Reproduce each of the records below line for line, with no changes.

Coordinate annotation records
┄┄┄┄┄┄┄┄┄┄┄┄┄┄┄┄┄┄┄┄
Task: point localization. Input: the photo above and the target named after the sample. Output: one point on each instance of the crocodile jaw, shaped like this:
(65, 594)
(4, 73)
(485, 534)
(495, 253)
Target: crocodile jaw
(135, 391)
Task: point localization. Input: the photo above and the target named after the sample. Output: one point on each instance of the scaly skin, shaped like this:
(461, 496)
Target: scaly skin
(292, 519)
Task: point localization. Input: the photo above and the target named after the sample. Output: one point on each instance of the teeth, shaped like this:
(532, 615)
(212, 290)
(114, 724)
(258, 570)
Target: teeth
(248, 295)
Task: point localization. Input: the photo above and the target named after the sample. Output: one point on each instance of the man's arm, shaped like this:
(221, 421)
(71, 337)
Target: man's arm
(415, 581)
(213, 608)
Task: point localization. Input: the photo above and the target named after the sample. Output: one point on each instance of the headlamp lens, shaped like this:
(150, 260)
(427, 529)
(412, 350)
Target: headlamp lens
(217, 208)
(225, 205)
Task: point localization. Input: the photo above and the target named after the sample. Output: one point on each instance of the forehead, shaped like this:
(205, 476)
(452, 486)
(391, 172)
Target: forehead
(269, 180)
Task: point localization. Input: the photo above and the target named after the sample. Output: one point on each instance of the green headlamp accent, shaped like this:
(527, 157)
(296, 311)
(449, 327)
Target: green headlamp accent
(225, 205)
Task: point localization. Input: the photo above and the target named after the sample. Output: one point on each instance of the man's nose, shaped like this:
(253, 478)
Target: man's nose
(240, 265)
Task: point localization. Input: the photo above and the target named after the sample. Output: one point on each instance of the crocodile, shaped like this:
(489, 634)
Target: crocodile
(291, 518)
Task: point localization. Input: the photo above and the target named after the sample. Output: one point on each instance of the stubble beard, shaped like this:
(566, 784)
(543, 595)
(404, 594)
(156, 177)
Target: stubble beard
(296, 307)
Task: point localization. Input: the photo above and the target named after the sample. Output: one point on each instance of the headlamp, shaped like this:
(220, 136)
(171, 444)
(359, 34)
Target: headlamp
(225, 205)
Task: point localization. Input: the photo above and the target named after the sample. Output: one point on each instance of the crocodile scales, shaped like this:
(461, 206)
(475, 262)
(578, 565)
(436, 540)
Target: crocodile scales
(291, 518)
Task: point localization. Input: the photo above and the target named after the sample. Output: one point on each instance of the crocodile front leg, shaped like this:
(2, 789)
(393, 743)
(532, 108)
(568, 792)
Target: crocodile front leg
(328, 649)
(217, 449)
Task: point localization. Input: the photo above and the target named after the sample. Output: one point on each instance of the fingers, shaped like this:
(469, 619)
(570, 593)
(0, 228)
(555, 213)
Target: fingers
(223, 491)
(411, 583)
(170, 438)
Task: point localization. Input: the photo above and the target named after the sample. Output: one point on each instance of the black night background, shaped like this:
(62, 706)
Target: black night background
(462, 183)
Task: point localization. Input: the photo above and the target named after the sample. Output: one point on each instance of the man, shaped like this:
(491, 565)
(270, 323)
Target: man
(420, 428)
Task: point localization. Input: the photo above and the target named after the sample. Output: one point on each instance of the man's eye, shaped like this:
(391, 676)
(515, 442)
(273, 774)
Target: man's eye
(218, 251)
┄┄┄┄┄┄┄┄┄┄┄┄┄┄┄┄┄┄┄┄
● **Answer**:
Task: point localization. Input: the photo above and the target named after the sample. Output: one point on each instance of the crocodile jaw, shaped like this:
(65, 594)
(4, 73)
(485, 534)
(495, 253)
Target: crocodile jaw
(135, 391)
Task: point localization. Input: the photo above and the target named after the sample. Output: one point on each instance of the scaly skin, shaped like this:
(461, 496)
Target: scaly skin
(292, 519)
Task: point localization. Input: the photo above and the target named after the sample. Output: one point on each instance of the teeth, shaped like this:
(532, 615)
(212, 290)
(114, 724)
(258, 570)
Target: teeth
(248, 295)
Task: point localization. Input: the photo above and the target named after the sample. Output: one point on each instance of the man's arm, shaped like this:
(221, 421)
(71, 337)
Target: man's arm
(415, 581)
(213, 608)
Task: point localization. Input: the photo above and the target named after the sample. Output: one point on each instance of the headlamp lens, shaped like this:
(150, 260)
(427, 529)
(412, 350)
Target: headlamp lens
(217, 208)
(225, 205)
Task: point localization. Input: the photo above and the target named after the sample. Output: one point on each instance of the forehead, shaped like this:
(205, 476)
(452, 486)
(391, 172)
Target: forehead
(269, 180)
Task: point localization. Input: the photo above and the target named after the sample. Output: one point on each instance of the green headlamp accent, shaped like this:
(527, 157)
(296, 311)
(449, 327)
Target: green headlamp accent
(225, 205)
Task: point localization. Input: the photo above and the target named after the sample. Output: one point on each instance of the man's nose, shaped like this:
(253, 478)
Target: man's nose
(240, 265)
Task: point localization. Input: the photo above and the target named after the sample. Output: one point on each instance of the crocodile, shaped like this:
(489, 634)
Target: crocodile
(291, 518)
Task: point localization. Input: the photo above and the target named after the sample. Output: one point on each instance of the stubble beard, shaped like this:
(566, 784)
(543, 595)
(404, 594)
(156, 177)
Target: stubble beard
(296, 307)
Task: point localization. Input: the photo above and the target named after the sample. Output: one point on each instance of the headlamp, shaped like this:
(220, 136)
(171, 444)
(359, 34)
Target: headlamp
(225, 205)
Task: point localization. Input: the photo above and the target named after the sample. Output: one point on each instance of the crocodile scales, shaped like this:
(461, 206)
(475, 262)
(578, 565)
(436, 540)
Target: crocodile scales
(291, 518)
Task: point localization. Input: the photo above and the target named after the sample. Output: one point on each instance of the crocodile front leg, shaped like this:
(2, 789)
(393, 743)
(532, 108)
(568, 792)
Target: crocodile front leg
(328, 649)
(217, 449)
Task: point localization. Input: the photo above and the target named after the sample. Output: one point on each instance of the fingers, shaped like this:
(469, 619)
(570, 593)
(0, 228)
(555, 213)
Target: fingers
(223, 491)
(411, 583)
(170, 438)
Task: point localization. Input: the photo above and the target named after the sample. Output: one point on each instance of the black night background, shaped like this:
(62, 706)
Target: black night background
(462, 183)
Task: point localization. Input: the photo above and the target named after the sample. Output: one point on each instance of the man, shaped like this:
(491, 565)
(270, 323)
Target: man
(420, 428)
Task: point localization. Input: the photo above and the target named after the sample. Output: one point on each instance of the man's eye, shaped like this:
(391, 676)
(515, 442)
(273, 774)
Target: man's eye
(218, 251)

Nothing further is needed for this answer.